» **REQUIREMENT**
Will you quote only the lines starting at the one that contains "Can you see the tractor tire" and ending with the last line of the listing below, inclusive?

» **SUPPLIED DATA**
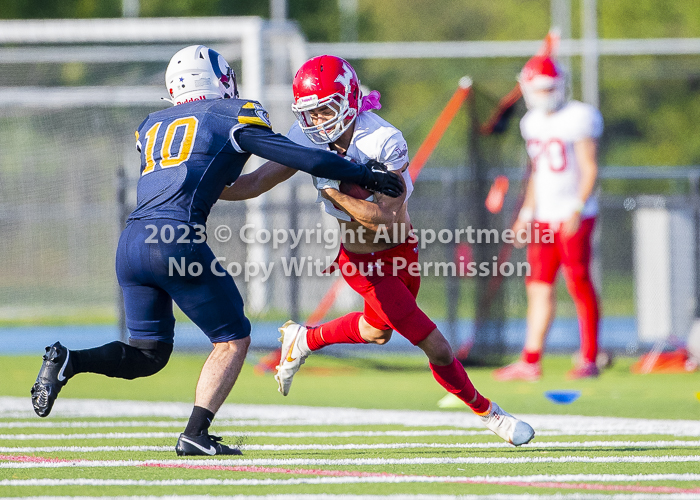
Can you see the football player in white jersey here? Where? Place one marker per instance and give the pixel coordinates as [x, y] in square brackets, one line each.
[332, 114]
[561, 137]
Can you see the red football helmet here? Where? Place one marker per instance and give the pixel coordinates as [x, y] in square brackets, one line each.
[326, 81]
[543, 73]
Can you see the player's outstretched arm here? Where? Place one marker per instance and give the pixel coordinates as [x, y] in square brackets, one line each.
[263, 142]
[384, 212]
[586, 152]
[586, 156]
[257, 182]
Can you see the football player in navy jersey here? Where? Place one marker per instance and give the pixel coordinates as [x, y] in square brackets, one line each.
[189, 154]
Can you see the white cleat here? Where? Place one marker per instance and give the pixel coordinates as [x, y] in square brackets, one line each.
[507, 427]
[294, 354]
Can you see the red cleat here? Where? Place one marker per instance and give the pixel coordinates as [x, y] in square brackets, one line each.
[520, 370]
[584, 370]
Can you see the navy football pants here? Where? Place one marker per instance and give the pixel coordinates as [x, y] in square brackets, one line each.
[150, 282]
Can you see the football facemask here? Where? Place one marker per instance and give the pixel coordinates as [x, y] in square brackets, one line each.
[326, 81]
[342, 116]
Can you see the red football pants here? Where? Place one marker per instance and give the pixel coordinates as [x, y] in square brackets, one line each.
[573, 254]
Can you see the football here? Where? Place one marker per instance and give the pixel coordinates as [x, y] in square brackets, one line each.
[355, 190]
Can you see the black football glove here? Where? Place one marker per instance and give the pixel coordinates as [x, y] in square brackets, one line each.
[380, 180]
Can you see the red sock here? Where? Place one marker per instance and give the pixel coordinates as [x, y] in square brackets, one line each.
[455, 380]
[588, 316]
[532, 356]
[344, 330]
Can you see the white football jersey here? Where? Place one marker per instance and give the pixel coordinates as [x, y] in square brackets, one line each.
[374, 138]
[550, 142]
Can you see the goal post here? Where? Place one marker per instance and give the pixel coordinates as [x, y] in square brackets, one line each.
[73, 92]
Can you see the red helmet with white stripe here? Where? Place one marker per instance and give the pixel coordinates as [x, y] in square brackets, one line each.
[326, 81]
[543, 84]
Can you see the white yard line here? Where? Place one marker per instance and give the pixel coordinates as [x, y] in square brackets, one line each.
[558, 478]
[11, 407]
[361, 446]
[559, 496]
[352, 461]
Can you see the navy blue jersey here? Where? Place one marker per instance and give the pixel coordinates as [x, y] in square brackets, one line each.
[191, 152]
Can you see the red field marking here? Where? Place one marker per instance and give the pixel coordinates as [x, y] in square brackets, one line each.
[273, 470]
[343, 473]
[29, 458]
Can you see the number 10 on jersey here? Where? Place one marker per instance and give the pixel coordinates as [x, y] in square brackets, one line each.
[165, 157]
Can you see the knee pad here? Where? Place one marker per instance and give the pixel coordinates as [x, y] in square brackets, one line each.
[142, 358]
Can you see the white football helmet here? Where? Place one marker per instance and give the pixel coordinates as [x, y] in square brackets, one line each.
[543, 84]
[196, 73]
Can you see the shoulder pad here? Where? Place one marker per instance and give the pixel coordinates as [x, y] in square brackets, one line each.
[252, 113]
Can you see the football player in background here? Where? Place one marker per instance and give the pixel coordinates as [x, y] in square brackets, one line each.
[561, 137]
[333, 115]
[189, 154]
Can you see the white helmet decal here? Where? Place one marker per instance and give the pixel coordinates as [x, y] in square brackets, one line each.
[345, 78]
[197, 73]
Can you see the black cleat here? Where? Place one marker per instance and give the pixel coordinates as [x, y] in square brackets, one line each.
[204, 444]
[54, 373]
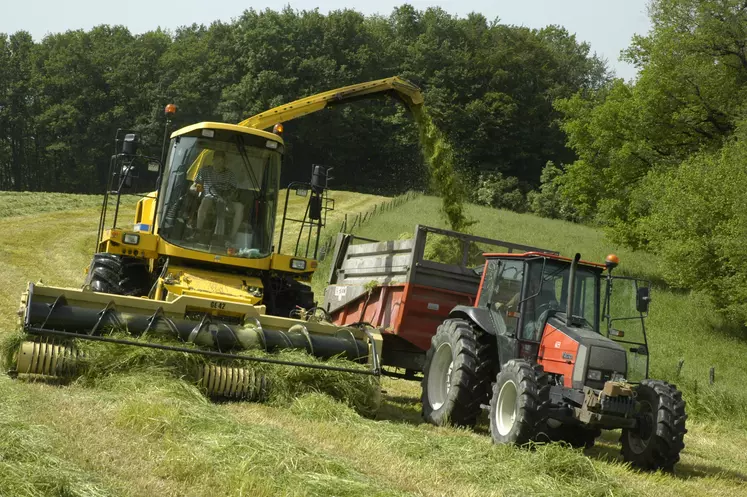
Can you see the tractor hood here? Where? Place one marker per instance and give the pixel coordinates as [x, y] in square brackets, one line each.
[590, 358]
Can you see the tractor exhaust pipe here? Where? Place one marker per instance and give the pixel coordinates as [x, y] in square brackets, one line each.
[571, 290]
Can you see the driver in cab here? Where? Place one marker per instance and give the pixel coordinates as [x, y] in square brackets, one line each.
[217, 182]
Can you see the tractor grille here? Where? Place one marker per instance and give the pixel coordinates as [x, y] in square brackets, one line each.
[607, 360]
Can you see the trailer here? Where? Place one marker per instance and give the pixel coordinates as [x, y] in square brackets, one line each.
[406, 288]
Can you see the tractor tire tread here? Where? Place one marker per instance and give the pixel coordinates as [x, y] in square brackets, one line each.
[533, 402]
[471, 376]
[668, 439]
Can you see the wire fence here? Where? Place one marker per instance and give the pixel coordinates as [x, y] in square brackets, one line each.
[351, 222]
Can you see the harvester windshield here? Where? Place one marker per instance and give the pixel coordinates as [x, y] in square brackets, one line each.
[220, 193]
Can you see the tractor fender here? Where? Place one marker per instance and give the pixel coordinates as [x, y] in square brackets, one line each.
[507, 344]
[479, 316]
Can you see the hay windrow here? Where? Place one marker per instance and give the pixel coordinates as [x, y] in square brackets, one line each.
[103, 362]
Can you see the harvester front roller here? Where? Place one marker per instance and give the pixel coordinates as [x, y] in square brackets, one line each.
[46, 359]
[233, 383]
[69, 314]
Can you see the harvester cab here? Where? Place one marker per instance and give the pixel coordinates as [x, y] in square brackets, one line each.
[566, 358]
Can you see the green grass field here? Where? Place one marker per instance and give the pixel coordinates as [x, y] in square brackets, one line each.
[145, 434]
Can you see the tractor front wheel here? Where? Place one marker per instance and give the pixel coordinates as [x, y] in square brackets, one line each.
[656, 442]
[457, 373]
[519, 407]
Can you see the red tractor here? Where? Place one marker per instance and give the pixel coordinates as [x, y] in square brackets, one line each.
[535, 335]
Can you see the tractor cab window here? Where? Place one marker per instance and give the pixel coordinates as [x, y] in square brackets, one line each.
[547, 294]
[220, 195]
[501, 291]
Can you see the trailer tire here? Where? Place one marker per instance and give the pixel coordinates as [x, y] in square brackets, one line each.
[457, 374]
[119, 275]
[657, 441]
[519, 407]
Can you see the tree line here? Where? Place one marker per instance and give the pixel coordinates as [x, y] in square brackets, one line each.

» **ANSWER TO THE PROBLEM**
Can you see the tractor tire tread here? Where? Place one marker per instance and give the pixel coordinates as [x, y] in square brackets, one line each.
[533, 402]
[471, 376]
[668, 439]
Can you see the wire fence here? Where? Place one marker per instance and give the pixel coordinates as [x, y] in square brackets, one line each.
[351, 222]
Can you see the harvester windshield here? Where? Place one marker per instance and give the pixel coordinates as [x, y] in square brackets, one line each.
[220, 193]
Can you see the tractor fender here? Where? Place one marker per instance and give the pixel coordinates as [x, y] in square brackets, one line each.
[507, 344]
[479, 316]
Can you see the hay windrow here? Where? Place one marker per instance and give the pixel coordinates as [x, y] in square brackets, one line each.
[103, 362]
Can you see the harvester front roller here? Where? Place one marker per instance and give the pixel coordinates as [x, y] in square brackets, one line each.
[46, 359]
[233, 383]
[69, 314]
Can you see the harvester cab here? Where? Place one marker per instance and give the pixel coordinates as [x, y] in square brackets, one line each.
[566, 358]
Can you see the green grass field here? Where? Place one marker per instance and give the pixel coordinates as [x, y] in square brackets, one line each.
[145, 434]
Can you see the tractor front wheel here? Where? Place one marker per instance and give the pixel coordinates as [x, y] in square brackets, one line each.
[656, 442]
[457, 373]
[519, 407]
Can you see the red tractor here? Where? Place one marker per instance and give the pixel coordinates as [x, y] in square brackets, one line each.
[535, 335]
Can you see the tractor cab window here? Where? Place one marker per instance and give the pixel coordinates as [x, y] in square brackets, one line each.
[547, 294]
[220, 195]
[501, 291]
Can you see the trailer tire here? Where? Place one marker per instance and give the pixel coordinates as [x, y] in square brackets, one line each.
[457, 374]
[119, 275]
[657, 441]
[519, 407]
Can you see the tree line here? Where? Place one marker per instance and give the pixel coordinates as [x, y] in square brackets, one line each.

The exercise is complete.